Problem to work on:
Continue the diverticulitis text from where it stops.

Study text:
..........

Diverticulitis occurs when a small pouch called a diverticulum forms in the colon wall and becomes infected or inflamed. Symptoms include severe pain in the lower left abdomen, fever and chills, nausea, constipation or diarrhea, and diverticular bleeding. Left untreated, it can worsen and lead to abscesses, perforations, peritonitis, fistulas, or intestinal obstructions.
Because diverticulitis symptoms are similar to irritable bowel syndrome and colorectal cancer, it’s important to get prompt, accurate diagnosis. Your doctor may perform a digital rectal exam to check for pain, bleeding or blockage and use blood tests to look for signs of inflammation or anemia. You also may undergo flexible sigmoidoscopy, colonoscopy, lower GI, body CT, or catheter angiography to confirm a diagnosis and identify the site of any diverticular bleeding. Treatment depends on your symptoms and complications. Mild cases may be treated with rest, antibiotics and a liquid diet while more severe cases may require intravenous antibiotics or surgery.
What is diverticulitis?
Diverticulitis occurs when a small pouch, called a diverticulum, forms in the wall of the colon and becomes inflamed or infected, usually due to the presence of bacteria. These pouches can push outward, causing pain and bleeding; diverticula (more than one diverticulum) are most common in the sigmoid colon.
When diverticula are present with no symptoms of inflammation, the condition is known as diverticulosis.
The exact cause of diverticulitis is unknown, although research has linked it with obesity, lack of exercise, smoking, and certain medications including nonsteroidal anti-inflammatory drugs (NSAIDs), such as aspirin and steroids. Diverticulitis is more common in men than in women, and risk increases in people older than age 50.
The most common symptom of diverticulitis is severe pain in the lower left side of the abdomen. Other symptoms include:
- fevers and chills
- nausea or vomiting
- constipation or diarrhea
- diverticular bleeding
How is diverticulitis evaluated?
Symptoms of diverticulitis are similar to those of other gastrointestinal tract conditions, including irritable bowel syndrome and colorectal cancer, so prompt, accurate diagnosis is important. Initial evaluation might include a digital rectal exam to check for pain, bleeding or a blockage in the intestine. You may also have a blood test to look for the presence of inflammation or anemia.
Other common tests include:
- Flexible sigmoidoscopy: In this examination, a flexible tube with a tiny camera on the end called a sigmoidoscope is inserted into the rectum to view the lower colon and rectum.
- Colonoscopy: Colonoscopy uses a lighted instrument called a colonoscope to view the ileum, rectum and the entire colon.

..........

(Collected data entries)
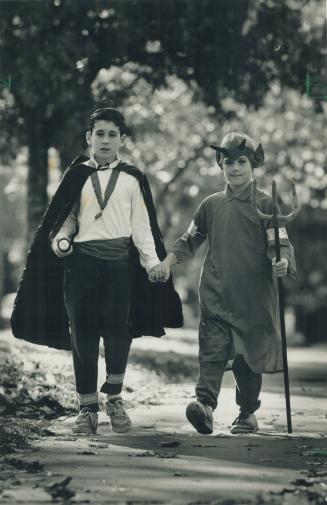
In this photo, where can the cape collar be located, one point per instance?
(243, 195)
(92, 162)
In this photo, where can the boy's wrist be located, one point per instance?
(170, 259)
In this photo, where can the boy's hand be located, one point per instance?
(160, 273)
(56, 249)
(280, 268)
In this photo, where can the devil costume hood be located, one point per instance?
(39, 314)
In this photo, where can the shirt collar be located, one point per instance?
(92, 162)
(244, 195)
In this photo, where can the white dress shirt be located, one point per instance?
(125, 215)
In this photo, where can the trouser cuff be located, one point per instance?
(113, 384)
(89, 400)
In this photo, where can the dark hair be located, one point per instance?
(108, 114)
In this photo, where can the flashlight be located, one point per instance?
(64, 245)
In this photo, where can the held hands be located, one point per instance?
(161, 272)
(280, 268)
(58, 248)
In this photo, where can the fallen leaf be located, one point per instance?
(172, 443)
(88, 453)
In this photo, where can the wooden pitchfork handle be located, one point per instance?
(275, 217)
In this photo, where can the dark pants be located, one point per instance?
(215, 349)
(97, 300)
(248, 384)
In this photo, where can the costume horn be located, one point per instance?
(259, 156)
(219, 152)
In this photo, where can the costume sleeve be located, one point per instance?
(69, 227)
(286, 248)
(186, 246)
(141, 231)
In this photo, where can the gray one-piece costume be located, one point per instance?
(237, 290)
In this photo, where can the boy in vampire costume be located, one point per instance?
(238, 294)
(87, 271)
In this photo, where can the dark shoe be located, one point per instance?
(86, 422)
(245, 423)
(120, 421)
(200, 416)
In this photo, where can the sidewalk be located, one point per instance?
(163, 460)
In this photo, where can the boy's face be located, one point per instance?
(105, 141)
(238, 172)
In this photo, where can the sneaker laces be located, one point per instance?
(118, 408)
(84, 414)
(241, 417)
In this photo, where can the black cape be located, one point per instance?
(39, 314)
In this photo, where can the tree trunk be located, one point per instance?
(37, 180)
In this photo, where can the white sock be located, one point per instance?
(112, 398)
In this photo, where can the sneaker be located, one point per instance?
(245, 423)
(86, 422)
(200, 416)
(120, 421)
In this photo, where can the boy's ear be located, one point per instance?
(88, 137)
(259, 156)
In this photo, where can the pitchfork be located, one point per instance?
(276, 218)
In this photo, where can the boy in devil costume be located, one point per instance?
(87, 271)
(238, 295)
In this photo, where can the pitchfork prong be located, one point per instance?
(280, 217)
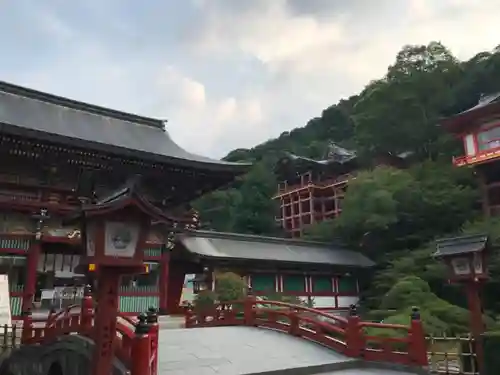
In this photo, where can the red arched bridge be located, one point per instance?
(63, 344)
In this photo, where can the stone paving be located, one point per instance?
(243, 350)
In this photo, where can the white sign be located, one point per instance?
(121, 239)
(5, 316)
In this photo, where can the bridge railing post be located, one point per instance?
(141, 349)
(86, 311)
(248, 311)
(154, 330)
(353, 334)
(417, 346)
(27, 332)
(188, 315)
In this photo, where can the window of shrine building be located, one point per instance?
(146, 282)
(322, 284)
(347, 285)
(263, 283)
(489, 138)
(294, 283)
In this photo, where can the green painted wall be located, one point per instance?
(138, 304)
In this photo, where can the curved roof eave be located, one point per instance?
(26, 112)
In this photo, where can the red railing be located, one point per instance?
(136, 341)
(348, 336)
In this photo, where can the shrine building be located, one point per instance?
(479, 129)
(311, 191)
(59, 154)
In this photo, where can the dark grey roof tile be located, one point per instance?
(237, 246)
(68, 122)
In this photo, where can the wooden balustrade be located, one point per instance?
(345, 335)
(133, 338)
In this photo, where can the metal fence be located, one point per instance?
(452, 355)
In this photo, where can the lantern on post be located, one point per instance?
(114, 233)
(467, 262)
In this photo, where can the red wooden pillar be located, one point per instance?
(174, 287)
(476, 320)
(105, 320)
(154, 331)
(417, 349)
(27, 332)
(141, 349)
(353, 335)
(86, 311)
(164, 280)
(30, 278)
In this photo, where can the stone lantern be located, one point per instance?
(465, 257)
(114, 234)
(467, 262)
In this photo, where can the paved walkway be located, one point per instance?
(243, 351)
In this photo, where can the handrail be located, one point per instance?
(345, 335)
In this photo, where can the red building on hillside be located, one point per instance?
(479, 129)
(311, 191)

..........

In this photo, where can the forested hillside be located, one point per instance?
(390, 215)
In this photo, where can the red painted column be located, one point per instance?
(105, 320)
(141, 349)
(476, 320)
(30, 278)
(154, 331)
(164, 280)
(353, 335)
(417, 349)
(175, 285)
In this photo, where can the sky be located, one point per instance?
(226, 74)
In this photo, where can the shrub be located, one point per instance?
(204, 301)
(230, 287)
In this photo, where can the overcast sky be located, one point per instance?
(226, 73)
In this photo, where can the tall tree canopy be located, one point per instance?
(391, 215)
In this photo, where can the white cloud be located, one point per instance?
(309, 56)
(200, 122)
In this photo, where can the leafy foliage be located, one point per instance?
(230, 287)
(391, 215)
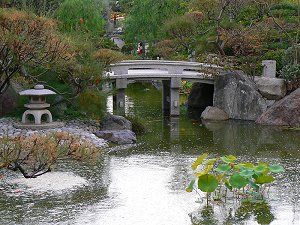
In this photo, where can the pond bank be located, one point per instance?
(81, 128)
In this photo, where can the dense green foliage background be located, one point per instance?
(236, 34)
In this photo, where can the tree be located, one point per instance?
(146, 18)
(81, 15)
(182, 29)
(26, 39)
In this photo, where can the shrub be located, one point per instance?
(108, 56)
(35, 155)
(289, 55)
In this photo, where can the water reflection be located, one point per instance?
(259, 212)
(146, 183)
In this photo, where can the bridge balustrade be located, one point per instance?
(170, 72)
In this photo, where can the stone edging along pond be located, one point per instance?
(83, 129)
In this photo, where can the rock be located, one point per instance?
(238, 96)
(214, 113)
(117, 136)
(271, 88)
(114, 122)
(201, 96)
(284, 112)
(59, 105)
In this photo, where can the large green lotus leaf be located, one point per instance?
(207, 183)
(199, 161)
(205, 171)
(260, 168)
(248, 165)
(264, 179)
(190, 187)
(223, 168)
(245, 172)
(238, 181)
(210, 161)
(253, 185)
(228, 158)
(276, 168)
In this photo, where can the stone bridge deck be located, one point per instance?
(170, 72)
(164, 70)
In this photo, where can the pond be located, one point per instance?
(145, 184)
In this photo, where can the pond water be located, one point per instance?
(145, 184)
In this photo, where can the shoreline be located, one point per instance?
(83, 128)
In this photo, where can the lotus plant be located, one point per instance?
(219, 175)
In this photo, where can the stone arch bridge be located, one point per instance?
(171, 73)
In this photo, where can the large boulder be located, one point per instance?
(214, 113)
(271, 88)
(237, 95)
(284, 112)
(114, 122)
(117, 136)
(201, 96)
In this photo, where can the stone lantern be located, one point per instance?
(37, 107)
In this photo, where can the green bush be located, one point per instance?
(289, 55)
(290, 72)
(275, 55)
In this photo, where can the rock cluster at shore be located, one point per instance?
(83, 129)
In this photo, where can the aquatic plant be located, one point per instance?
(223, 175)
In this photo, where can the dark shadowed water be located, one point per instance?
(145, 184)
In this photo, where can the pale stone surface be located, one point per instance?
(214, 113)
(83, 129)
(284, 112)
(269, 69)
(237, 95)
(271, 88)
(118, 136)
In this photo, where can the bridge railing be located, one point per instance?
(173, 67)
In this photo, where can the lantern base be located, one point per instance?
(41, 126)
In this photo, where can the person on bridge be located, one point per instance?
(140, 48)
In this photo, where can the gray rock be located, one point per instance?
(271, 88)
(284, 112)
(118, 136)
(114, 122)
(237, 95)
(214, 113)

..........

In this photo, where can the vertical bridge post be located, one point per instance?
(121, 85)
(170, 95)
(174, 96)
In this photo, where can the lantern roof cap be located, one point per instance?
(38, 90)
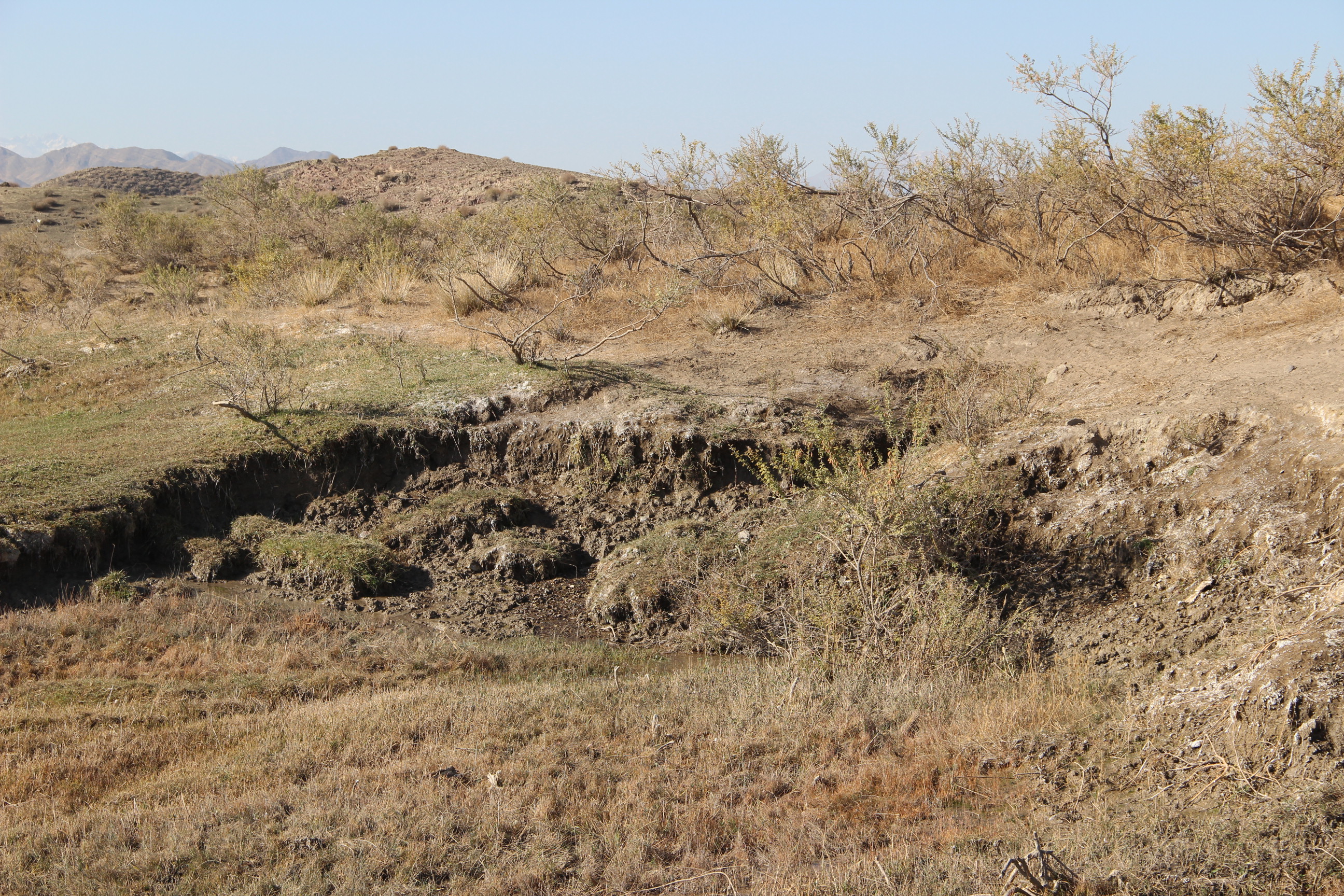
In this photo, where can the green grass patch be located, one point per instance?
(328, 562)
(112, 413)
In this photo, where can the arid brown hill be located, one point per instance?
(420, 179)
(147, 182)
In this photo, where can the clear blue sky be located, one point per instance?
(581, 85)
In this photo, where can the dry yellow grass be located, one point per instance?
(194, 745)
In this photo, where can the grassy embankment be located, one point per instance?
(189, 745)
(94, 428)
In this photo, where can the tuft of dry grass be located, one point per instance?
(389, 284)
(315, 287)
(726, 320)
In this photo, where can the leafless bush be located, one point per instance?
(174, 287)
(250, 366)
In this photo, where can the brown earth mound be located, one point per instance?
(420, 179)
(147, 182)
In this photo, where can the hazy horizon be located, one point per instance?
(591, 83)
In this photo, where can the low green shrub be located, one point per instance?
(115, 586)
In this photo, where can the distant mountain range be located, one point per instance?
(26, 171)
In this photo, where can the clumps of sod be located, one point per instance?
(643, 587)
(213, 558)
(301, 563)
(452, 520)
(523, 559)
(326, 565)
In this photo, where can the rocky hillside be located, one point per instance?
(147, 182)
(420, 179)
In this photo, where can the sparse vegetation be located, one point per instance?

..........

Expected answer:
- X-ray (Radiography) - Lower GI Tract: Lower gastrointestinal (GI) tract radiography, also called a lower GI or barium enema, is an x-ray examination of the large intestine, also known as the colon. This examination evaluates the right or ascending colon, the transverse colon, the left or descending colon, the sigmoid colon and the rectum. The appendix and a portion of the distal small intestine may also be included.
- Body CT scan: An x-ray machine linked to a computer takes a series of detailed pictures of your pelvis, abdomen or chest. You may receive an injection of contrast material so that the GI tract and abdominal organs show up clearly in the pictures.
- Catheter angiography: This examination may be used to identify the site of diverticular bleeding.
How is diverticulitis treated?
Treatment for diverticulitis varies depending on the symptoms and complications. For mild cases, rest, oral antibiotics and a liquid diet are often prescribed. Solid food is gradually added back to the diet in a few days if symptoms ease.
A high-fiber diet or fiber supplements are often prescribed to treat the symptoms of diverticulosis. Anti-inflammatory medications and antibiotics also may be effective at reducing symptoms. For more severe cases, intravenous antibiotics and fasting for a few days may help.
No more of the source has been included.